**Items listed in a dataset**
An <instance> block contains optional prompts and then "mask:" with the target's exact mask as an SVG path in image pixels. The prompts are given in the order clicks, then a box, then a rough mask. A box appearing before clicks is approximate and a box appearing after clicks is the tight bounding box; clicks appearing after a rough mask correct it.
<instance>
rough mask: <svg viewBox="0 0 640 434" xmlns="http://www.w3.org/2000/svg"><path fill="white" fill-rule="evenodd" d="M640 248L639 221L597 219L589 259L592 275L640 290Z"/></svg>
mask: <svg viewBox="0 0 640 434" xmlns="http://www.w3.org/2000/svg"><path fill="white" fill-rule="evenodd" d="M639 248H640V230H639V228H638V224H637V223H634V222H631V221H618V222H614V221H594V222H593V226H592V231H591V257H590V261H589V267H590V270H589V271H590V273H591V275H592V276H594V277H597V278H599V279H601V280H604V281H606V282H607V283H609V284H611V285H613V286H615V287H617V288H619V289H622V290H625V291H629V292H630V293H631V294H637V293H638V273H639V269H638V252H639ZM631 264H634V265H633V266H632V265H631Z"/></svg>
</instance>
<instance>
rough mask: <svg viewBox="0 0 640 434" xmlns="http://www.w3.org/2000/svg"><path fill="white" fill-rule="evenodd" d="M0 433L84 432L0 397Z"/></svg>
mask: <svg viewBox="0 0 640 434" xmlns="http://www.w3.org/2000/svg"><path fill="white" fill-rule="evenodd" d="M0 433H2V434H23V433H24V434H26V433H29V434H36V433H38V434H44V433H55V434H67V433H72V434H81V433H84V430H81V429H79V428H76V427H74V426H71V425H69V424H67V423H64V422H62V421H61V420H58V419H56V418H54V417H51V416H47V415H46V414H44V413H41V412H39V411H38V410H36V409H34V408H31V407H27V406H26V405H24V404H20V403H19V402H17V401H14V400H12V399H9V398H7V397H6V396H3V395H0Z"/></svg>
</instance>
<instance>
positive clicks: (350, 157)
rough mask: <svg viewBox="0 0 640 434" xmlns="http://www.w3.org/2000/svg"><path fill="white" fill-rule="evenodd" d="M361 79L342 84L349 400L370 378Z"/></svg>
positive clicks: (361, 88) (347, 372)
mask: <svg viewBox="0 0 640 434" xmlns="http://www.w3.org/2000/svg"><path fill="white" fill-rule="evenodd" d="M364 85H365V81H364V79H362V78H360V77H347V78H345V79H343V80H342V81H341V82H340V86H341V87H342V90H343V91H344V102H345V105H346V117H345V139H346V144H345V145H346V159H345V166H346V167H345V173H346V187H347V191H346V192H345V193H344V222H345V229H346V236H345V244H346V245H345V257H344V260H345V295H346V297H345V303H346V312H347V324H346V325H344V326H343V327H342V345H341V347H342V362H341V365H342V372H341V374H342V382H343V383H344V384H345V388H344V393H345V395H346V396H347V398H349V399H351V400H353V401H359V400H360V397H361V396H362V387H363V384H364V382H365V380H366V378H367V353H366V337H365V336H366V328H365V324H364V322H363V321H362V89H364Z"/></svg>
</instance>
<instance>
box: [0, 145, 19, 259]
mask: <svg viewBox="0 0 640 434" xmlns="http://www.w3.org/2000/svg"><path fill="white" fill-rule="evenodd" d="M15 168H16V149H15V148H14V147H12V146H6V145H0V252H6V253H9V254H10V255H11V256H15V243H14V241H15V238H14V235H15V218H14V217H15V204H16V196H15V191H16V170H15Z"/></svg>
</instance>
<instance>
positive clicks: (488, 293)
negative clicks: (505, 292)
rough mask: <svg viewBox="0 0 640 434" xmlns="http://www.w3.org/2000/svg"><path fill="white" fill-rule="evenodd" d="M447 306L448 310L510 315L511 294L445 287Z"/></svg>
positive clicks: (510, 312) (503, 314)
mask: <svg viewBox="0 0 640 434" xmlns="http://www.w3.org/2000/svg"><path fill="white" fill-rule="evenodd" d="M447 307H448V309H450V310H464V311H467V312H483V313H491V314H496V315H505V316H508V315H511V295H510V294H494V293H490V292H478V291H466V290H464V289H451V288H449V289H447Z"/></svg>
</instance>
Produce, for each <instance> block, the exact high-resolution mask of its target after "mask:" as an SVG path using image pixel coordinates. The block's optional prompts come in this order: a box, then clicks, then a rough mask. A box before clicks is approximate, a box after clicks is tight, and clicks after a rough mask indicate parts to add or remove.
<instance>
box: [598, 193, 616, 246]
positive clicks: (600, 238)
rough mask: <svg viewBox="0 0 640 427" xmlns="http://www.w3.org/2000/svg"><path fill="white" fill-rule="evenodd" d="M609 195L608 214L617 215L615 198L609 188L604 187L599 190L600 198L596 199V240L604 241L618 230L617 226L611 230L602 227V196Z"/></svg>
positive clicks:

**WHAT YOU SHOULD DO**
Please copy every line in the entries where "image" appears.

**TASK OUTPUT**
An <instance> block contains optional prompts and then "mask:" with the target's exact mask as an SVG path in image pixels. The prompts are given in the order clicks, then a box, then a rough mask. A box appearing before clicks is approximate and a box appearing after clicks is the tight bounding box; clicks appearing after a rough mask correct it.
Produce, for each <instance> block, the exact high-resolution mask of its target after "mask:" as an SVG path using image pixel coordinates. The block's optional prompts come in this order: a box, then clicks, then a rough mask. A box before clicks is approximate, a box after clicks is tight, and clicks after a rough mask indicate parts to add or remove.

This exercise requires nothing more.